**WORK TO COMPLETE:** The records below must be reproduced exactly. Strip out the pictures.

--- GIVEN INFORMATION Enclosed Below ---

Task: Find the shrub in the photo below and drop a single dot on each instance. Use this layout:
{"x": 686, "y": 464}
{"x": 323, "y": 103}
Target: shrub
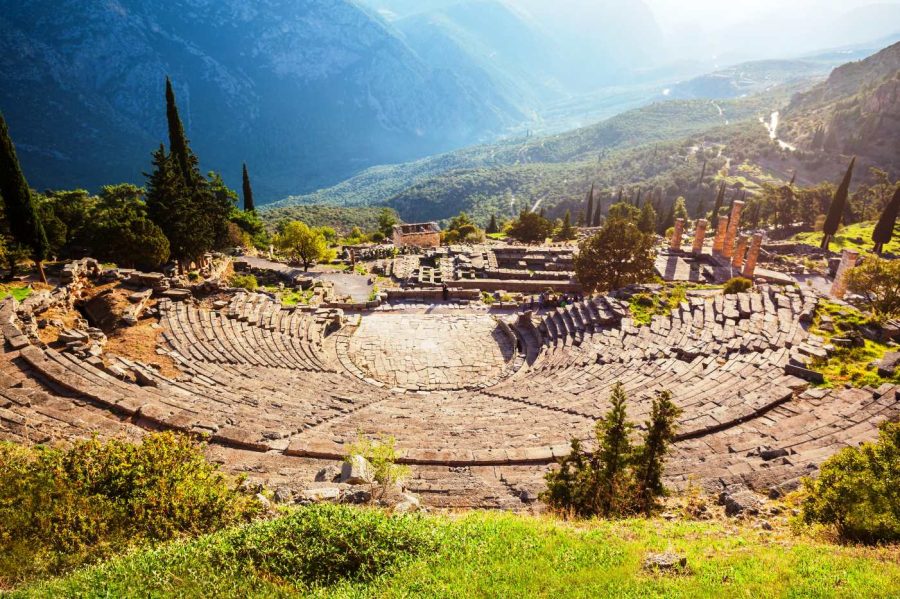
{"x": 324, "y": 544}
{"x": 737, "y": 285}
{"x": 247, "y": 282}
{"x": 63, "y": 508}
{"x": 617, "y": 479}
{"x": 858, "y": 490}
{"x": 382, "y": 455}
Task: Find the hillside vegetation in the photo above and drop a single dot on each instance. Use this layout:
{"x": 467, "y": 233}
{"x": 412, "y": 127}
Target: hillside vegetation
{"x": 349, "y": 552}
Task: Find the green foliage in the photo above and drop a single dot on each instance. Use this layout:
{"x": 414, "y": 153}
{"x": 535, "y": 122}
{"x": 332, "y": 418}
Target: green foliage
{"x": 618, "y": 255}
{"x": 302, "y": 243}
{"x": 858, "y": 490}
{"x": 382, "y": 456}
{"x": 462, "y": 229}
{"x": 341, "y": 218}
{"x": 617, "y": 479}
{"x": 60, "y": 509}
{"x": 737, "y": 285}
{"x": 491, "y": 554}
{"x": 22, "y": 218}
{"x": 530, "y": 228}
{"x": 878, "y": 280}
{"x": 244, "y": 281}
{"x": 644, "y": 306}
{"x": 856, "y": 364}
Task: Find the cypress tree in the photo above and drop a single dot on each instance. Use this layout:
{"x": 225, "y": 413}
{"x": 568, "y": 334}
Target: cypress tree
{"x": 249, "y": 206}
{"x": 24, "y": 221}
{"x": 720, "y": 199}
{"x": 598, "y": 212}
{"x": 836, "y": 210}
{"x": 178, "y": 142}
{"x": 615, "y": 451}
{"x": 884, "y": 230}
{"x": 492, "y": 227}
{"x": 589, "y": 213}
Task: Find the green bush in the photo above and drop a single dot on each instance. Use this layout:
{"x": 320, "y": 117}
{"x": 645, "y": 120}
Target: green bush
{"x": 323, "y": 544}
{"x": 737, "y": 285}
{"x": 247, "y": 282}
{"x": 617, "y": 479}
{"x": 858, "y": 490}
{"x": 61, "y": 508}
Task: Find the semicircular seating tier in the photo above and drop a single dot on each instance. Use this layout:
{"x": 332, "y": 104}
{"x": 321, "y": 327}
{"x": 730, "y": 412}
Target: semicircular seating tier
{"x": 278, "y": 392}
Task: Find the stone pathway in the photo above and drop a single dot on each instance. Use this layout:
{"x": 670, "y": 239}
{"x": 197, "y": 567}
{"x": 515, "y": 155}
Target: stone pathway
{"x": 431, "y": 352}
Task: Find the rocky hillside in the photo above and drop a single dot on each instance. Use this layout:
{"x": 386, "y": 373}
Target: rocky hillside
{"x": 856, "y": 111}
{"x": 307, "y": 93}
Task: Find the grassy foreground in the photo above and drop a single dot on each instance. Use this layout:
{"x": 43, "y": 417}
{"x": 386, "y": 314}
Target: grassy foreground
{"x": 346, "y": 552}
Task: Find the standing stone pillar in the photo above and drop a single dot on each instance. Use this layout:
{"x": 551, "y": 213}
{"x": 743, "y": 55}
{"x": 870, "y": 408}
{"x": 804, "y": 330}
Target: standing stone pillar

--- End of Enclosed GIVEN INFORMATION ---

**ANSWER:**
Task: Find the shrub in the photo below and drop a single dot on each instance. Use this layout:
{"x": 686, "y": 464}
{"x": 323, "y": 103}
Target: shrub
{"x": 324, "y": 544}
{"x": 737, "y": 285}
{"x": 247, "y": 282}
{"x": 63, "y": 508}
{"x": 617, "y": 479}
{"x": 858, "y": 490}
{"x": 382, "y": 455}
Task: Find the hillside vegetation in the photo above and drop a single dot on each instance. Use this layout:
{"x": 467, "y": 233}
{"x": 412, "y": 127}
Target: hillside vegetation
{"x": 349, "y": 552}
Task: Find the green foliage in the photo above and drop a single dot on each instance. Use this layout:
{"x": 414, "y": 153}
{"x": 535, "y": 122}
{"x": 332, "y": 418}
Target: green foliage
{"x": 618, "y": 255}
{"x": 302, "y": 243}
{"x": 858, "y": 490}
{"x": 382, "y": 456}
{"x": 462, "y": 229}
{"x": 341, "y": 218}
{"x": 617, "y": 479}
{"x": 60, "y": 509}
{"x": 737, "y": 285}
{"x": 491, "y": 554}
{"x": 22, "y": 218}
{"x": 530, "y": 228}
{"x": 878, "y": 280}
{"x": 244, "y": 281}
{"x": 644, "y": 306}
{"x": 856, "y": 364}
Task: Find the cypress tree in the photo above and drop a single dot on each instance. Use this layout:
{"x": 225, "y": 413}
{"x": 568, "y": 334}
Target: cypress tree
{"x": 249, "y": 206}
{"x": 24, "y": 221}
{"x": 720, "y": 199}
{"x": 598, "y": 212}
{"x": 836, "y": 210}
{"x": 178, "y": 142}
{"x": 615, "y": 451}
{"x": 884, "y": 230}
{"x": 492, "y": 227}
{"x": 589, "y": 213}
Task: Find the green bush in the photo above and drop a single dot on each instance. Use this layout:
{"x": 320, "y": 117}
{"x": 645, "y": 120}
Target: green bush
{"x": 323, "y": 544}
{"x": 737, "y": 285}
{"x": 247, "y": 282}
{"x": 617, "y": 479}
{"x": 858, "y": 490}
{"x": 61, "y": 508}
Task: Find the semicircular seating tier in the photo above and drop a single dot on each instance. Use this layout:
{"x": 332, "y": 104}
{"x": 321, "y": 327}
{"x": 730, "y": 412}
Target: semicircular seating tier
{"x": 278, "y": 392}
Task: Find the stone pathway in the photo above and drop a single dot on each instance. Use this layout:
{"x": 670, "y": 239}
{"x": 197, "y": 567}
{"x": 515, "y": 155}
Target: stone pathway
{"x": 431, "y": 352}
Task: Find the rocky hillside in the photo above and drop a single dot on each instance. Use this layout:
{"x": 386, "y": 373}
Target: rocky hillside
{"x": 856, "y": 111}
{"x": 307, "y": 93}
Task: Find the grassy foreground in the photo above and drop a single dot on each instance. Use this layout:
{"x": 43, "y": 417}
{"x": 386, "y": 314}
Target: grassy foreground
{"x": 346, "y": 552}
Task: Find the standing stone pillar in the photo above and drop a single dot on each instance. Use this layout:
{"x": 551, "y": 213}
{"x": 743, "y": 55}
{"x": 870, "y": 408}
{"x": 804, "y": 330}
Target: standing stone pillar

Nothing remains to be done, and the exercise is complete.